## Given information

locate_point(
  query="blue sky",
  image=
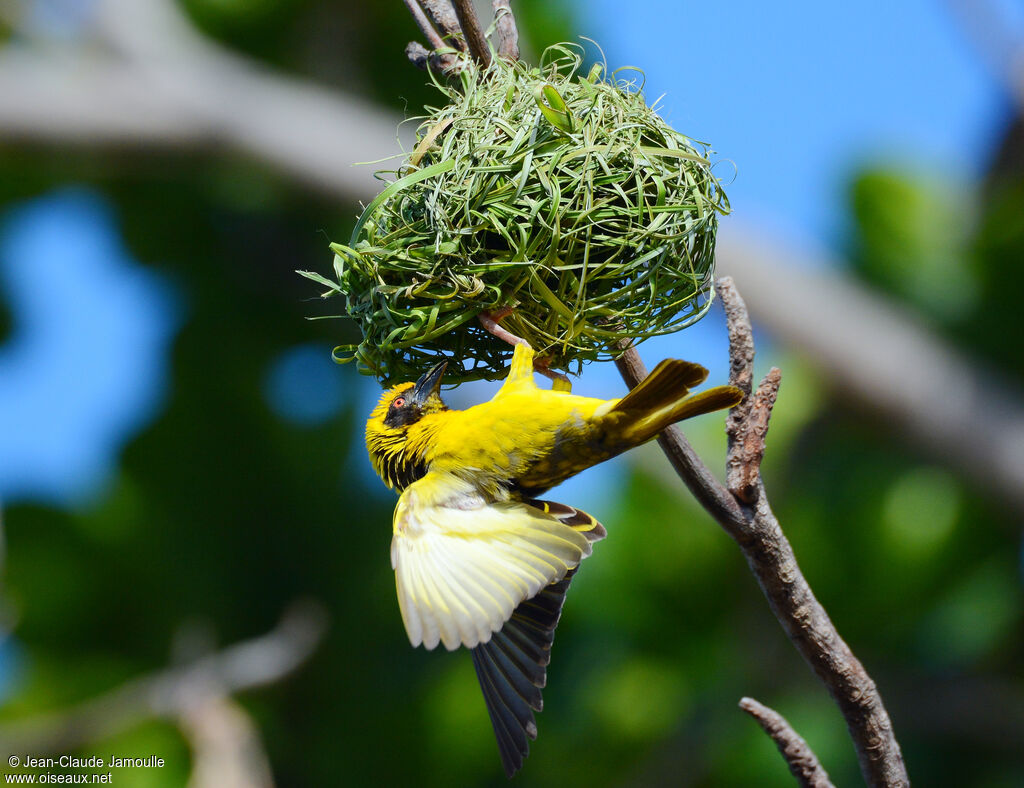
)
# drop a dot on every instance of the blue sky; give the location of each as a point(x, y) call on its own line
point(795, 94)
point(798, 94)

## Work to be completed
Copy the lines above word for word, but leave out the picture.

## Solution to this exercise
locate_point(
  query="blue sky",
  image=
)
# drop a dot on every instance of the blue sky; give the location of each as a point(x, y) call on its own line
point(795, 94)
point(798, 94)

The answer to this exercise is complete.